(TEXT PASSAGE)
####

- Associated Press - Monday, March 24, 2014

JACKSON, Miss. (AP) - From Grenada to Eagle to Neshoba, crappie are moving in shallow to spawn. And they are big.

At Grenada Lake, often considered to be the best crappie lake in the nation, anglers are regularly pulling out three-pounders and competitors in a recent Magnolia Crappie Club tournament witnessed some of their heaviest weights ever.

“That was crazy, man. I’ll tell you what,” tournament director Terry Stewart said. “We’ve never seen anything like that.

“It was unbelievable. We’ve never seen so many three-pounders. We’ve had some three-pounders in a tournament, but to have 13? That was just crazy.”

The total weights were just as wild. “We had nine places over 18 pounds,” Stewart said. “I’ve seen 17-pounds win it at Grenada. We were shocked.”

MCC only allows teams to weigh in seven fish, so many anglers were averaging close to three pounds per fish.

Department of Wildlife, Fisheries and Parks biologist Keith Meals wasn’t shocked.

“We had unusually high water levels in ‘09 to ‘10 over the winter,” Meals said. “We had abnormally high numbers of fish that survived.”

Meals said the spawn in 2009 was very successful, and the following winter’s high water prevented large numbers of fish from being pushed through the spillway. Now those 2009 fish are showing up as trophy-class slabs.

“Those 2009’s are hitting three pounds,” Meals said.

At Neshoba County Lake near Philadelphia, the big-fish bite is turning on as well.

“It started about two weeks ago,” lake manager Chuck Hazelwood said. “I’m not seeing a lot of fish, but they are big.”

####

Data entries

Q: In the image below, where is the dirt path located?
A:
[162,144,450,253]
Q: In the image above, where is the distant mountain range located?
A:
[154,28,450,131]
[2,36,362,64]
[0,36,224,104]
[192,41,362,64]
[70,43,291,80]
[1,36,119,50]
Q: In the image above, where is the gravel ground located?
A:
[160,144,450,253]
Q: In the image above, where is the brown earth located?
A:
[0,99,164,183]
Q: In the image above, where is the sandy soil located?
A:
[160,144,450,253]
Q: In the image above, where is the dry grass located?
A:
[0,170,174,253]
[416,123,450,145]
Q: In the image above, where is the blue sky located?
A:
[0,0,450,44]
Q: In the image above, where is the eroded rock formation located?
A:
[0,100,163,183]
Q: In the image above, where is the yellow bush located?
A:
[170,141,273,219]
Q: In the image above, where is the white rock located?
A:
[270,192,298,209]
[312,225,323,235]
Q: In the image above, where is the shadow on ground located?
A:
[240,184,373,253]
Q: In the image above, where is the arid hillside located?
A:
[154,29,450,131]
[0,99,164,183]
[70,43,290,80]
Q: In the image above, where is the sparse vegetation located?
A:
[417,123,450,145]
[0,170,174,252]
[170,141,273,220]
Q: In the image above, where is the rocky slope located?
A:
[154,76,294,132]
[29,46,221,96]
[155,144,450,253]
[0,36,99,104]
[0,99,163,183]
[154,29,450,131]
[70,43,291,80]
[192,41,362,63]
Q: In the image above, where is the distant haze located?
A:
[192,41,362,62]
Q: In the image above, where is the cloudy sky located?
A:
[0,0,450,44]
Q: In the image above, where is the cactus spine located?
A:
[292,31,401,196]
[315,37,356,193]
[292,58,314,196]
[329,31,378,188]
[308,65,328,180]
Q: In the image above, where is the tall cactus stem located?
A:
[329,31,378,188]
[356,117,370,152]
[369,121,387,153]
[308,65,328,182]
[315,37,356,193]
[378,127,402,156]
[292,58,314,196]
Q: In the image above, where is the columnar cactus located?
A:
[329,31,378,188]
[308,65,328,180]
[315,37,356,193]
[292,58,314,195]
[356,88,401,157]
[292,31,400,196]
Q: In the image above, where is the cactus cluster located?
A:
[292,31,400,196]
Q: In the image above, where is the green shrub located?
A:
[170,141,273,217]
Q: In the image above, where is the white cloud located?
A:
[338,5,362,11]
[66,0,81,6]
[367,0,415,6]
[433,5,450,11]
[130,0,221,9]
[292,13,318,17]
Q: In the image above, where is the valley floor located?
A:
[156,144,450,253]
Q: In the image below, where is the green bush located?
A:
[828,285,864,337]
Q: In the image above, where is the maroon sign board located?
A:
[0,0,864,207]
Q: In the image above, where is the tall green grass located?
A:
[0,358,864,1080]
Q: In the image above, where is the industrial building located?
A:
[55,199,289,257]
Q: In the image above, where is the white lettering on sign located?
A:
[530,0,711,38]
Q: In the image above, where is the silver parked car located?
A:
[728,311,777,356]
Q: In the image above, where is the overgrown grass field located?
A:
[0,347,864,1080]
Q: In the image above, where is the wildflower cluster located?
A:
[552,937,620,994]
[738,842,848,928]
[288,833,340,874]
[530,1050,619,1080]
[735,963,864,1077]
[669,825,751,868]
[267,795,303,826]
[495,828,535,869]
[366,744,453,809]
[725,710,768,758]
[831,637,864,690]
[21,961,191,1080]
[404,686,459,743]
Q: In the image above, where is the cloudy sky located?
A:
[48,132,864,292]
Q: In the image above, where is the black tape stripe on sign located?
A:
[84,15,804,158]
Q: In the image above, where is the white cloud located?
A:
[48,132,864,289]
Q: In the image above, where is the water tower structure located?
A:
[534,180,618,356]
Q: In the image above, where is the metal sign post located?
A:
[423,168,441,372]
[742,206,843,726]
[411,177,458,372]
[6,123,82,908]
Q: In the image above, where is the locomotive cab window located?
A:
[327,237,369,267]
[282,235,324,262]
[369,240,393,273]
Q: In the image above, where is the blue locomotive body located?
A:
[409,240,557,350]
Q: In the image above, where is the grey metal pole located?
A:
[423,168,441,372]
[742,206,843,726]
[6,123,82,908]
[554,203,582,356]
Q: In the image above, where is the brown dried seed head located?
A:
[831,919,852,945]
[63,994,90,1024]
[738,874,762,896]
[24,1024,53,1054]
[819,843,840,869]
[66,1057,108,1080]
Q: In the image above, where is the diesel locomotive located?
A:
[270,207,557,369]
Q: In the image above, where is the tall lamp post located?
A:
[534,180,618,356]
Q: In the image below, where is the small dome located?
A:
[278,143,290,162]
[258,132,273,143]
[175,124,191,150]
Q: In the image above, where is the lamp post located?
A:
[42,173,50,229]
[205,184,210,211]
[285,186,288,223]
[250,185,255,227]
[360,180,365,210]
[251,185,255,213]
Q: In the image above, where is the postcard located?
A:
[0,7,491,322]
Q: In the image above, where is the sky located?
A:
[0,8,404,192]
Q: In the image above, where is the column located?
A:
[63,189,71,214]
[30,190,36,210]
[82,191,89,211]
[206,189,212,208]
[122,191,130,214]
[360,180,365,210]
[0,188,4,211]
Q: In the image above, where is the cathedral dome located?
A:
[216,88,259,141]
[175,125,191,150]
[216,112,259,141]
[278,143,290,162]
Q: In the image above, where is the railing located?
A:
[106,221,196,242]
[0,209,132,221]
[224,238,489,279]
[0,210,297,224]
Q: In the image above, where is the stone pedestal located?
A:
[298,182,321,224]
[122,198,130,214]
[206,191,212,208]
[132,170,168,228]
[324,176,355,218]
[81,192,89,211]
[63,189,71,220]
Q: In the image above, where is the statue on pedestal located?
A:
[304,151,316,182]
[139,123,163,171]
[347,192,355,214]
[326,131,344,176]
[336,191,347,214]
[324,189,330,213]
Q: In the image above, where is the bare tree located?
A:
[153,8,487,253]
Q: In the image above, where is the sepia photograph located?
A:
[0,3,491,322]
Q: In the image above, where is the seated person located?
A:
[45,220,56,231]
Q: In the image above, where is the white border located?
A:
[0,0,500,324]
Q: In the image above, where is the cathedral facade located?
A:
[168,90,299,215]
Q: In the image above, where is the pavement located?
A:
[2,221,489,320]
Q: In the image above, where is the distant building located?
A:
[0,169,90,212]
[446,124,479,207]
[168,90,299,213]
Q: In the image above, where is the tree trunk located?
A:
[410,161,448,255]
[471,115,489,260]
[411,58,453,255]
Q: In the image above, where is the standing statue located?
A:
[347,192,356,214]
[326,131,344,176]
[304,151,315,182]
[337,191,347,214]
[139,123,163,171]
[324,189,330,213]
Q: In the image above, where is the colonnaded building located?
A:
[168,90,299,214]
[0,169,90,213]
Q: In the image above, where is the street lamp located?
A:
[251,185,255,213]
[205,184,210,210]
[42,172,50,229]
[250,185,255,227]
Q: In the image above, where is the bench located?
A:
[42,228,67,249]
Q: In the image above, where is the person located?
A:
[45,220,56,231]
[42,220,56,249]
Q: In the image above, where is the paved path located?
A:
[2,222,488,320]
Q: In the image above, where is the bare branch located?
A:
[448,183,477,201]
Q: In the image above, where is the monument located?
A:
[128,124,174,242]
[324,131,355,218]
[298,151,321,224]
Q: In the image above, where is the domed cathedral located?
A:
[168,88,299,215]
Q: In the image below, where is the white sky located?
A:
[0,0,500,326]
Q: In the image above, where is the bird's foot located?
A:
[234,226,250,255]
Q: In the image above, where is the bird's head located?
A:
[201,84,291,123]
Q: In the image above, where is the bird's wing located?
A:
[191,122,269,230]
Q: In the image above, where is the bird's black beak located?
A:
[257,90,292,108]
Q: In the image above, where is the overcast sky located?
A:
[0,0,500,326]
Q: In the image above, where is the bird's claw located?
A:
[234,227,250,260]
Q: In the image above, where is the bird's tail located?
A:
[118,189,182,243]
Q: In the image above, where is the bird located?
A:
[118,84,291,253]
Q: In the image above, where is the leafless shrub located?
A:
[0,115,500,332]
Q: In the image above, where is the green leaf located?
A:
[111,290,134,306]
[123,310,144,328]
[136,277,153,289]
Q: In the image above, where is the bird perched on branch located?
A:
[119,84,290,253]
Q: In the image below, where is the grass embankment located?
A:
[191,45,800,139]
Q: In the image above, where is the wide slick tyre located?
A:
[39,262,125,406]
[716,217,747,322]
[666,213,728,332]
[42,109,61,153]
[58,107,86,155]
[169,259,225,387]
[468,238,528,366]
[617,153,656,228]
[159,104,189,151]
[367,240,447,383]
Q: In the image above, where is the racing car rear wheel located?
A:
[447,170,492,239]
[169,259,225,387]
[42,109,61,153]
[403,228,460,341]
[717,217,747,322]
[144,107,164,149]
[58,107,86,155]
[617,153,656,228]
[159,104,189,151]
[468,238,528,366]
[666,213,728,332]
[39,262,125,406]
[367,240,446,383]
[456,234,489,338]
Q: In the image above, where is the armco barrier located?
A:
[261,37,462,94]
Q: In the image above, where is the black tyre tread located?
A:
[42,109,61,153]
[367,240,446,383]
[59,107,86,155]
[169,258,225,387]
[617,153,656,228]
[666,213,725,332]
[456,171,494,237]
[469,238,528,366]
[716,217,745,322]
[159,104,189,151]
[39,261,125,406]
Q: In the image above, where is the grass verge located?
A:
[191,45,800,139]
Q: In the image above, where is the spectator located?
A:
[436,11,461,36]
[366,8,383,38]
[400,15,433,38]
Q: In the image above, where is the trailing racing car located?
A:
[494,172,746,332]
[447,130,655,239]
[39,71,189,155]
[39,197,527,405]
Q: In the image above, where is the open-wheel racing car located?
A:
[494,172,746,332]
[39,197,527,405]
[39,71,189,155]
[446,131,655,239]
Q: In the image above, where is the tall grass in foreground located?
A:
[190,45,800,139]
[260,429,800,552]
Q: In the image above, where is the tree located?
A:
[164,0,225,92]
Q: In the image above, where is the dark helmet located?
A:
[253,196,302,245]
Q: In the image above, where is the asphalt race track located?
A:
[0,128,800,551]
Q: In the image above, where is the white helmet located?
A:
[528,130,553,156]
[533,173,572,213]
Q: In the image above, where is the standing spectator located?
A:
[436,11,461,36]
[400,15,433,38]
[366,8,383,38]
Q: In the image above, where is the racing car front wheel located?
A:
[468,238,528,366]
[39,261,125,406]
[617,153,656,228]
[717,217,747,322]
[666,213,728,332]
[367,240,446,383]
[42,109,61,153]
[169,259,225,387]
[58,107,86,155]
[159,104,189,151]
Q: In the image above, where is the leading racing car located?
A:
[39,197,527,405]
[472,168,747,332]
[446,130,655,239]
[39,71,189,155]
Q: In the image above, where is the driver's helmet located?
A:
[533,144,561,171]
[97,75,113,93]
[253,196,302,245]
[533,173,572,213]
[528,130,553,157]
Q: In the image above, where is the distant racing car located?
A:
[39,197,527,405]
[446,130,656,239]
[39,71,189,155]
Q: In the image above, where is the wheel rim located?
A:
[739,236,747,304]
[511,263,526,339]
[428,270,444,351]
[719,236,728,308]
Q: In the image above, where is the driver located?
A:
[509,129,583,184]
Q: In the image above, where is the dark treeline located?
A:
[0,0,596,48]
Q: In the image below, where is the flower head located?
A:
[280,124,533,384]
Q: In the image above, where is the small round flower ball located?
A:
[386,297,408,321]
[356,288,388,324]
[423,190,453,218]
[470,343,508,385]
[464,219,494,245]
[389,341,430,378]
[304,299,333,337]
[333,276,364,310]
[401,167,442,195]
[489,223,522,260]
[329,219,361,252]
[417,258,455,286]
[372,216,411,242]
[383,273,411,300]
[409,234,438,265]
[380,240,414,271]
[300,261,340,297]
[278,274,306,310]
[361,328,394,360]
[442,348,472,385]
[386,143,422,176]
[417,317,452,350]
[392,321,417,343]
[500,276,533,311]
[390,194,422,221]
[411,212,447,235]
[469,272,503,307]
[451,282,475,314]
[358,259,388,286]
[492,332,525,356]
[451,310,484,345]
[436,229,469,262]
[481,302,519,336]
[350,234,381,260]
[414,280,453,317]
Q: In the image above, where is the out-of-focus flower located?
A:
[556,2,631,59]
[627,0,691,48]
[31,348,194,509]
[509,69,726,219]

####

(CHECK YOUR UNDERSTANDING)
1. According to the crappie article, why are so many three-pound crappie now turning up at Grenada Lake? Answer in one to three sentences.
2. Reproduce word for word the stretch of the crappie article from "Meals said the" through "as trophy-class slabs.".
The data entries play no part in the work on the crappie article.

(SOLUTIONS FOR EACH TASK)
1. The 2009 spawn was very successful. The high water levels over the following winter kept large numbers of fish from being pushed through the spillway, so an abnormally high number survived. Those 2009 fish have now grown to about three pounds.

2.
Meals said the spawn in 2009 was very successful, and the following winter’s high water prevented large numbers of fish from being pushed through the spillway. Now those 2009 fish are showing up as trophy-class slabs.